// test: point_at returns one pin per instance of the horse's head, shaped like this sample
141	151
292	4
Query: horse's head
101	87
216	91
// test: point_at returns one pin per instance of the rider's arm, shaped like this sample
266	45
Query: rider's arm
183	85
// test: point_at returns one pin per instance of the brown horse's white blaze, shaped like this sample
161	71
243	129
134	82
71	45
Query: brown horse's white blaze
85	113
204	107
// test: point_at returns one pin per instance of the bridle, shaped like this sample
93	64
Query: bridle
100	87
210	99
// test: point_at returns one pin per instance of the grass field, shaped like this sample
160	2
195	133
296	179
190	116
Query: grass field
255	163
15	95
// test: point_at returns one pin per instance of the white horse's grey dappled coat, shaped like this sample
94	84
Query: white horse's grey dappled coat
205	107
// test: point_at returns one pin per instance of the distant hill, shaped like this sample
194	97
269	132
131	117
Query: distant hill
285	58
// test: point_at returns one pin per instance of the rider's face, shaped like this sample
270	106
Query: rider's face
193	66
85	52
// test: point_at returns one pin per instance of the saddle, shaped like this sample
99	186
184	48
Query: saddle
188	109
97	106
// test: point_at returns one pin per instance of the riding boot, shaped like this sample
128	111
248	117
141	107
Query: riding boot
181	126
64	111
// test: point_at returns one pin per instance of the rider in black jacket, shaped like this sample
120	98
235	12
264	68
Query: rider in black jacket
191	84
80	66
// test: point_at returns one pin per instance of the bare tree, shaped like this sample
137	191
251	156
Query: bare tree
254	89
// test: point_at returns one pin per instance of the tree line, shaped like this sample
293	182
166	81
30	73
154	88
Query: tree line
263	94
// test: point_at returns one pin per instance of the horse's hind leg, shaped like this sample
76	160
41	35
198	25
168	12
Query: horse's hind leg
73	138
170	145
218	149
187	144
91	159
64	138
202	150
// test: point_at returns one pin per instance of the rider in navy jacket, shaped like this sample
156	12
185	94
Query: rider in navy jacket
────────────────
* _Task brief_: Render each line of the records above as a Markdown table with columns headed No. and Text. Put a running row number under No. and the line itself under Text, and leave out blank lines.

* _Output for this task_:
| No. | Text |
|---|---|
| 1 | // test: point_at returns one pin per instance of the horse's head, shaped like this sample |
| 2 | 141	151 |
| 3 | 292	4 |
| 4 | Query: horse's head |
| 5 | 101	87 |
| 6 | 216	91 |
| 7 | // test: point_at returns one pin per instance of the rider's arm, shaped like this sample |
| 8 | 266	45 |
| 9 | Query: rider's arm |
| 10 | 183	85 |
| 11 | // test: point_at returns one pin per instance of the brown horse's white blaze, shaped like this sample |
| 12 | 161	71 |
| 13 | 243	129 |
| 14 | 134	82 |
| 15 | 71	45 |
| 16 | Query: brown horse's white blaze |
| 17 | 85	113 |
| 18 | 204	107 |
| 19 | // test: point_at returns one pin per instance of the bridle, shaped like this sample |
| 20 | 93	64 |
| 21 | Query: bridle |
| 22 | 100	87 |
| 23 | 210	99 |
| 24 | // test: point_at returns one pin per instance of the grass field, shaped like this sample |
| 25 | 160	2 |
| 26 | 195	133 |
| 27 | 296	179 |
| 28 | 190	116 |
| 29 | Query: grass field |
| 30 | 255	163 |
| 31 | 15	95 |
| 32 | // test: point_at returns one pin per instance of the white horse's grey dappled coat, shaped like this sample |
| 33 | 94	84 |
| 34 | Query: white horse's grey dappled coat |
| 35 | 205	107 |
| 36 | // test: point_at returns one pin per instance of the distant hill, shaped like this sample |
| 37 | 194	97 |
| 38 | 269	132 |
| 39 | 131	117 |
| 40 | Query: distant hill |
| 41 | 285	58 |
| 42 | // test: point_at returns one pin per instance of the rider's face, shaped like this sample |
| 43 | 270	106 |
| 44 | Query: rider's face |
| 45 | 193	66 |
| 46 | 85	52 |
| 47 | // test: point_at returns one pin per instance of the saddle, shaped like this sample |
| 48 | 99	186 |
| 49 | 184	48 |
| 50 | Query: saddle |
| 51 | 188	109 |
| 52 | 97	106 |
| 53 | // test: point_at returns one pin per instance of the riding boot, shaped like this sample |
| 54 | 128	111 |
| 55 | 248	117 |
| 56 | 141	107 |
| 57 | Query: riding boot |
| 58 | 181	126 |
| 59 | 64	111 |
| 60 | // test: point_at returns one pin per instance of the rider in black jacket, shaped like this sample |
| 61 | 120	98 |
| 62 | 235	12 |
| 63 | 264	68 |
| 64 | Query: rider in black jacket |
| 65 | 191	84 |
| 66 | 80	66 |
| 67 | // test: point_at returns one pin per instance of the bare tree, shaped like this sample |
| 68 | 137	191 |
| 69 | 251	156 |
| 70 | Query: bare tree |
| 71 | 254	89 |
| 72 | // test: point_at returns one pin per instance of the tree line, shaped like this sample |
| 73 | 293	182 |
| 74 | 166	81 |
| 75 | 30	73 |
| 76 | 154	88 |
| 77 | Query: tree line |
| 78 | 263	94 |
| 79 | // test: point_at returns one pin per instance of the horse's hind leg, shaped like this sample |
| 80 | 76	160 |
| 81 | 41	35 |
| 82 | 198	25 |
| 83 | 168	12 |
| 84 | Query: horse's hind leg |
| 85 | 73	138 |
| 86 | 170	145 |
| 87 | 218	149 |
| 88 | 187	144 |
| 89 | 91	159 |
| 90 | 64	138 |
| 91 | 202	150 |
| 92 | // test: point_at returns one pin per instance of the rider in navy jacket, shaped like this sample |
| 93 | 156	12 |
| 94 | 185	94 |
| 95 | Query: rider in navy jacket |